#### [Texte fourni]
+ + + + + + +

Depuis quelques jours, des milliers de groupes Facebook deviennent « secrets ». Un emballement consécutif au sabotage, puis au bannissement, d’un groupe très populaire.
« Ce groupe est passé de fermé à secret. » Ces derniers jours, de nombreux utilisateurs de Facebook ont reçu ce type de notification concernant des groupes dont ils sont membres. Depuis le début de la semaine, des milliers de groupes Facebook « fermés » ont en effet décidé de devenir « secrets » – c’est-à-dire qu’ils n’apparaissent plus dans le moteur de recherche de la plate-forme et que personne ne peut donc demander d’en devenir membre. Pourquoi ?
Si tant d’administrateurs rendent soudain leurs groupes secrets, c’est qu’ils craignent qu’ils ne soient sabotés par des personnes y postant des contenus interdits par Facebook, afin que le réseau social bannisse le groupe.
L’affolement a commencé lundi 13 mai, quand le groupe anglophone « Crossovers Nobody Asked For » (CNAF), qui diffuse notamment des mèmes (des images humoristiques détournées à l’infini), a soudain été supprimé par Facebook pour violation de ses conditions d’utilisation. Stupéfaits, les administrateurs de ce groupe très populaire (plus de 400 000 membres) en ont rouvert un autre dans la foulée, « Crossovers Nobody Asked For, Season 2 »… Qui a, lui aussi, été banni le lendemain.
Facebook évoque un « sabotage »

+ + + + + + +

#### [Données affichées]
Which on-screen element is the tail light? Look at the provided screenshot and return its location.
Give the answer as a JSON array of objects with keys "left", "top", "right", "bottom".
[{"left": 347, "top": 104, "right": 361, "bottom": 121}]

+ + + + + + +

#### [Consigne]
D'après l'article sur les groupes Facebook devenus secrets, répondez aux questions suivantes.
1. Qu'est-ce qui change pour un groupe quand il passe de « fermé » à « secret » ?
2. Quel jour l'affolement a-t-il commencé ?
3. Combien de membres comptait le groupe « Crossovers Nobody Asked For » ?

#### [Réponse]
1. Il n'apparaît plus dans le moteur de recherche de la plate-forme, et personne ne peut donc demander d'en devenir membre.
2. Il a commencé le lundi 13 mai.
3. Il comptait plus de 400 000 membres.